● GIVEN PROBLEM 1: Transcribe the passage of the mailing-list reply about 3D animation between "To: REALbasic Games" and "my Animation Builder.", inclusive.
● GIVEN PROBLEM 2: Pick up the mailing-list reply about 3D animation after its final sentence and extend it.

To: REALbasic Games <realbasic-games at lists dot realsoftware dot com>
Subject: Re: Animation Builder & Fake 2D
From: Lo Saeteurn <realbasic at miensoftware dot com>
Date: Tue, 26 Jul 2005 19:33:04 -0700
Delivered-to: realbasic-games at lists dot realsoftware dot com
References: <20050726170032 dot E83A7BDD340 at lists dot realsoftware dot com> <469F25FF-6FD1-4EE3-A7DE-6AEAA5646DC1 at mac dot com>
The 3D animation builder only works on shapes rather than on textures so unless you're using mesh based animations, I don't see how it would work with my Animation Builder.

If you are just using image (texture) based animation, it is easy enough to use just the shape property of an object3D to move frame to frame. Basically, you would preload all the animations of an object using AddShapeFromPicture and switch form one frame to the next by changing the shape property.

The 3D animation builder helps with mesh-based animations because it is very memory inefficient to load each and every frame of a 3D animation as a fully textured model running at least 30 FPS. Using my animation builder and classes, it keeps just 1 set of textures, 1 set of triangles, 1 set of keyframes, etc. for an entire model. You could clone it and all it would copy are the vertex positions (using just a few extra kilobytes of RAM per copy), rather than having to rebuild it and using just as much RAM as the original model. Instead of requiring at least 30 frames of the animation per second, all you really need are 5-10 FPS of the animation (built using a professional 3D app). So in total, a full blown high quality animated character would use only 6 MB of RAM (and in file size) and about 30-50 kilobytes of extra RAM per copy which is only slightly more than a non-animating character.

● ENTRIES:
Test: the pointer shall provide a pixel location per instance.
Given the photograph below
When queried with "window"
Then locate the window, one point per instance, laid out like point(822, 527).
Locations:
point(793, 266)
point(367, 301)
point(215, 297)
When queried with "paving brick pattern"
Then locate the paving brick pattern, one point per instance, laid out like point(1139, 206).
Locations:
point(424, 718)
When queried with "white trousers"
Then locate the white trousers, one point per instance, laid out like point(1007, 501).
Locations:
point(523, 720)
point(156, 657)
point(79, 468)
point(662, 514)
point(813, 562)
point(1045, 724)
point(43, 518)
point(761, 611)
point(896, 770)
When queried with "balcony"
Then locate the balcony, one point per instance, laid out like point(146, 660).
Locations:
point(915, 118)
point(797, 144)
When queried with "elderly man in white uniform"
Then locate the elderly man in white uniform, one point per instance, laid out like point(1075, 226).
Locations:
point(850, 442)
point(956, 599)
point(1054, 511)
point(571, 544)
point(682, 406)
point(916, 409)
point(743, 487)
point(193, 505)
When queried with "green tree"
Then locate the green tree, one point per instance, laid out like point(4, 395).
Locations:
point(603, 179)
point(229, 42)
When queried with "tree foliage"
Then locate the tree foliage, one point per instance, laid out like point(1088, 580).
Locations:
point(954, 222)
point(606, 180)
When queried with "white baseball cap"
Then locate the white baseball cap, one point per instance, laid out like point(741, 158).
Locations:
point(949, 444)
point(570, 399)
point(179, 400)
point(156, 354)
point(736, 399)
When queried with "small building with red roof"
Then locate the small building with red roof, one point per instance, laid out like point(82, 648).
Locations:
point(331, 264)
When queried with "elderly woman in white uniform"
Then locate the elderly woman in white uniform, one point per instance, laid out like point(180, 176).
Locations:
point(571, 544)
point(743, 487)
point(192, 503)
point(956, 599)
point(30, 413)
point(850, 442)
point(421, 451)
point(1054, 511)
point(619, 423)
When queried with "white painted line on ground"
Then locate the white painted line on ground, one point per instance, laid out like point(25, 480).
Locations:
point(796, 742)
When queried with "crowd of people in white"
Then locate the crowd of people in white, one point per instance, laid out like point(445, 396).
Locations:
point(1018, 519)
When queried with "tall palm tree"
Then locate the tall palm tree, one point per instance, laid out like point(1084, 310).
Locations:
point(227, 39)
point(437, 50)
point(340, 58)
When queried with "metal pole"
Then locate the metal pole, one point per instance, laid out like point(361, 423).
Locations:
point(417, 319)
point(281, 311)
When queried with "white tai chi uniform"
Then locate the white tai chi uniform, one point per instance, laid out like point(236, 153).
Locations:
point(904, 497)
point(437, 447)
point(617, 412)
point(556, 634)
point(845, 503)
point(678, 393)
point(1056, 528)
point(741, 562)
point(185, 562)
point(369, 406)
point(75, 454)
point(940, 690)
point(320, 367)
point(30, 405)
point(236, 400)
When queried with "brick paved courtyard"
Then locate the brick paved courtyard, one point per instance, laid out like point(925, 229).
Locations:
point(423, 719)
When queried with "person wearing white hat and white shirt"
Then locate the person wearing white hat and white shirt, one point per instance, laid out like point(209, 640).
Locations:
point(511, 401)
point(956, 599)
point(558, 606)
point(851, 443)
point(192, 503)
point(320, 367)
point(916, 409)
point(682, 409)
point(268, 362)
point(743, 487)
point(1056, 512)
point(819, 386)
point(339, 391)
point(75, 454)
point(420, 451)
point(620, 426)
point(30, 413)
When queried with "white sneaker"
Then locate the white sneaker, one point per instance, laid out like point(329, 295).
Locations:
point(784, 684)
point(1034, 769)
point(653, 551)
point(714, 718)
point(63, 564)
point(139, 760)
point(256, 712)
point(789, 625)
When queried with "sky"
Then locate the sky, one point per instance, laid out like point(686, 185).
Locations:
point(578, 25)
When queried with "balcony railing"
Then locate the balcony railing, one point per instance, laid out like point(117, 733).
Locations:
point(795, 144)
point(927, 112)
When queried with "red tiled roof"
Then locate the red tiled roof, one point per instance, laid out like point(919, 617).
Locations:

● WRITTEN RESPONSE 1:
To: REALbasic Games <realbasic-games at lists dot realsoftware dot com>
Subject: Re: Animation Builder & Fake 2D
From: Lo Saeteurn <realbasic at miensoftware dot com>
Date: Tue, 26 Jul 2005 19:33:04 -0700
Delivered-to: realbasic-games at lists dot realsoftware dot com
References: <20050726170032 dot E83A7BDD340 at lists dot realsoftware dot com> <469F25FF-6FD1-4EE3-A7DE-6AEAA5646DC1 at mac dot com>
The 3D animation builder only works on shapes rather than on textures so unless you're using mesh based animations, I don't see how it would work with my Animation Builder.

● WRITTEN RESPONSE 2:
On Jul 26, 2005, at 6:11 PM, Christopher Rydberg wrote:

Hi,

I had a fighting game project started in 2D on a Spritesurface but moved it to 3D recently when I realized I couldn't do a windowed fade technique in the Spritesurface and that it had no masks. I also decided that using the 3D system to create the game would allow me later to just modify my original code for a 3D sequel.

My curiosity is about animating and whether it would be of benefit to use the Animation Builder with my 2D cutout sprites to animate within the game. I originally was going to recreate the functionality of the Spritesurface that I needed within the 3D display but this might save me time in a 3D sequel if I can get it working.

Thoughts? Would this be of benefit or should I stick to my original plan?